SOURCE EXTRACT:
- Directed by: Lorenzo Sena
- Starring: James Frain Clemency Burton-Hill Tom Basden Alyy Khan Marija Karan Samuel West Christian Cooke
- Music by: Adam Paul Conway
- Country of origin: United States
- Original language: English

Production
- Producers: Jeffery Beach Phillip J. Roth
- Cinematography: Anton Bakarski
- Editor: Matt Michael
- Running time: 88 minutes

Original release
- Release: 23 March 2010

= Dark Relic =

Dark Relic is a 2010 fantasy horror television film directed by Lorenzo Sena and starring James Frain. The film was generally poorly received.

==Synopsis==
In 1099 at Mount Hermon north of Jerusalem, Sir Gregory, an English knight, finds an ancient relic after a long Crusade. The relic is a piece of the cross Jesus was crucified on. He and his band of Knights then take the relic to Rome for a reward. They travel to Rome on a ship.

Their ships hits a storm and the crew are all swept overboard, the ship is blown off course and beaches on the coast. The knights abandon the ship and head inland. They find a group of civilians being defended by small band of Turks, their allies, who are being beaten in a battle. The knights' step in and defeat the attackers, and two Turks, Hasan and Safa, join their group along with the civilians, one of whom is called Rebecca. The Turks recommend a different route to Rome via land instead of across the sea.

They make camp for the night and one of the knights gets attacked by a supernatural devil and disappears. They find the knight hung up on a tree. Friar George, from the group of civilians, hypothesizes that it is the work of the devil who wants to destroy the relic. Hundreds of dead crows then drop from the sky injuring one of the knights.

Robert, one of the knights, opens the chest the relic is in as he is fascinated by it. But as soon as he opens it the group are attacked by a group of wild wolves and another one of them is killed. Robert cuts himself on the relic and his cut gets infected giving him a fever.

(Stored items)
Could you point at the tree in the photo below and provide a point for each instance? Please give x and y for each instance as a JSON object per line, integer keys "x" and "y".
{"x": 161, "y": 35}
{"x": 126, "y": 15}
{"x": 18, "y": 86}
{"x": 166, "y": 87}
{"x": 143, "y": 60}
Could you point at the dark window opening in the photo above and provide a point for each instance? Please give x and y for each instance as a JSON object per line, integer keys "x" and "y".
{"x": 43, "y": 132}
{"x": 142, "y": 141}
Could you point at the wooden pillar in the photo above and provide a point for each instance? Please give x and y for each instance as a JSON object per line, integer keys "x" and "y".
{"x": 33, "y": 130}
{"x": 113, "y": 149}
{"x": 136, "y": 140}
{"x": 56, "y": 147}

* * *

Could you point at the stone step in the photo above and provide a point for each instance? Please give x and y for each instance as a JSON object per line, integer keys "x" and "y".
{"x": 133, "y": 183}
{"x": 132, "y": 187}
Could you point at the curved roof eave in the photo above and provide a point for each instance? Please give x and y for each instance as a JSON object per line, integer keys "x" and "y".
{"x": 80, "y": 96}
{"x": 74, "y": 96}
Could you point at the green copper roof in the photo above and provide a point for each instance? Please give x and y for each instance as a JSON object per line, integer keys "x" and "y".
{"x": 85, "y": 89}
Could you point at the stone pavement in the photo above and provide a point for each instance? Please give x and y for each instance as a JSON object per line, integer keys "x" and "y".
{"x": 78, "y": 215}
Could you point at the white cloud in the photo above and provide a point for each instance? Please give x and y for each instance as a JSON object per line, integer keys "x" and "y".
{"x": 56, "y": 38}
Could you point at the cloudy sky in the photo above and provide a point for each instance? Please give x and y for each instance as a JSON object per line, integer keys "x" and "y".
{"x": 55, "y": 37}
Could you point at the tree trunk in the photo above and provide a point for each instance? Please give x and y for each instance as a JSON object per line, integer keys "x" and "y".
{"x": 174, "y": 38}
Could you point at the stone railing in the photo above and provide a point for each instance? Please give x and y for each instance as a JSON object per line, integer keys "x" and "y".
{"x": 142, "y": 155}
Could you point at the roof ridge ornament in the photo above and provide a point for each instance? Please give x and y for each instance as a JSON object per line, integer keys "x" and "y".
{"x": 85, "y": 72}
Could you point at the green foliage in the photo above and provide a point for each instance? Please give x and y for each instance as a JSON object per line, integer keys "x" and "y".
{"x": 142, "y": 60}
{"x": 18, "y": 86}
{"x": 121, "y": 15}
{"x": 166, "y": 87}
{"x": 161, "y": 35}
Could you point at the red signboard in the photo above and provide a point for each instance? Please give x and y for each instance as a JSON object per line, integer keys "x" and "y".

YOUR ASSIGNMENT: Print the complete text on the film Dark Relic, reproducing it word for word from start to finish.

REPLY:
- Directed by: Lorenzo Sena
- Starring: James Frain Clemency Burton-Hill Tom Basden Alyy Khan Marija Karan Samuel West Christian Cooke
- Music by: Adam Paul Conway
- Country of origin: United States
- Original language: English

Production
- Producers: Jeffery Beach Phillip J. Roth
- Cinematography: Anton Bakarski
- Editor: Matt Michael
- Running time: 88 minutes

Original release
- Release: 23 March 2010

= Dark Relic =

Dark Relic is a 2010 fantasy horror television film directed by Lorenzo Sena and starring James Frain. The film was generally poorly received.

==Synopsis==
In 1099 at Mount Hermon north of Jerusalem, Sir Gregory, an English knight, finds an ancient relic after a long Crusade. The relic is a piece of the cross Jesus was crucified on. He and his band of Knights then take the relic to Rome for a reward. They travel to Rome on a ship.

Their ships hits a storm and the crew are all swept overboard, the ship is blown off course and beaches on the coast. The knights abandon the ship and head inland. They find a group of civilians being defended by small band of Turks, their allies, who are being beaten in a battle. The knights' step in and defeat the attackers, and two Turks, Hasan and Safa, join their group along with the civilians, one of whom is called Rebecca. The Turks recommend a different route to Rome via land instead of across the sea.

They make camp for the night and one of the knights gets attacked by a supernatural devil and disappears. They find the knight hung up on a tree. Friar George, from the group of civilians, hypothesizes that it is the work of the devil who wants to destroy the relic. Hundreds of dead crows then drop from the sky injuring one of the knights.

Robert, one of the knights, opens the chest the relic is in as he is fascinated by it. But as soon as he opens it the group are attacked by a group of wild wolves and another one of them is killed. Robert cuts himself on the relic and his cut gets infected giving him a fever.